Dataset content:
· · · · · · ·

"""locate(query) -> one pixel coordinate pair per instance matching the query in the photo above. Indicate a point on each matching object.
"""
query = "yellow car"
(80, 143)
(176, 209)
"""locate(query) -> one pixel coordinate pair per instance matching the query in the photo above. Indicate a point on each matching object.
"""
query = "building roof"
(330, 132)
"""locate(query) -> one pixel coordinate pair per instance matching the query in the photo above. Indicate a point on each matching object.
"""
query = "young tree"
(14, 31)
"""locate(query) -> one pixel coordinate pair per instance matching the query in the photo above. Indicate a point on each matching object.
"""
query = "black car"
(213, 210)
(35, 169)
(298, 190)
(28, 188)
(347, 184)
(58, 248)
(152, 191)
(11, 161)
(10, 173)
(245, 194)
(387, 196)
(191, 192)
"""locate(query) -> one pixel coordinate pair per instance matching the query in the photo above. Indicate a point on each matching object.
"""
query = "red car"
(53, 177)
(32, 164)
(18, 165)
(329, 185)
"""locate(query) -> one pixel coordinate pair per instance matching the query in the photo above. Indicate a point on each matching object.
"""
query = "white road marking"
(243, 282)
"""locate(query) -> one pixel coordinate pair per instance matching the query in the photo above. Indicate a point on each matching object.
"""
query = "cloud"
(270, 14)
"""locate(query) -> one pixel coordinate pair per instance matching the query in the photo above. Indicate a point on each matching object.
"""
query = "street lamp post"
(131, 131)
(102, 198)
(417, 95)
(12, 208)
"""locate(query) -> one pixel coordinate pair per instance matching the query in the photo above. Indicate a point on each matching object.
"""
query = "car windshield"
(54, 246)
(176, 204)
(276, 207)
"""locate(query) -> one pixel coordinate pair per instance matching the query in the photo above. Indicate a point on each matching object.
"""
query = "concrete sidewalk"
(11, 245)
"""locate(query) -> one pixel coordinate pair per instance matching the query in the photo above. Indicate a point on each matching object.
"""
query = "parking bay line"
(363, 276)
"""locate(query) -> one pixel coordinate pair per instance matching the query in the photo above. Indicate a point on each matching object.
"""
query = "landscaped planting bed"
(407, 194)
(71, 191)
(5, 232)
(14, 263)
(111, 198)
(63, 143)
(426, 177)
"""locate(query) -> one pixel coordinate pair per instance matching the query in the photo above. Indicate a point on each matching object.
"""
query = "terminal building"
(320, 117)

· · · · · · ·

Exercise objective: Return every line from the records above that contains the word "building".

Solution to the exercise:
query = "building roof"
query = "terminal building"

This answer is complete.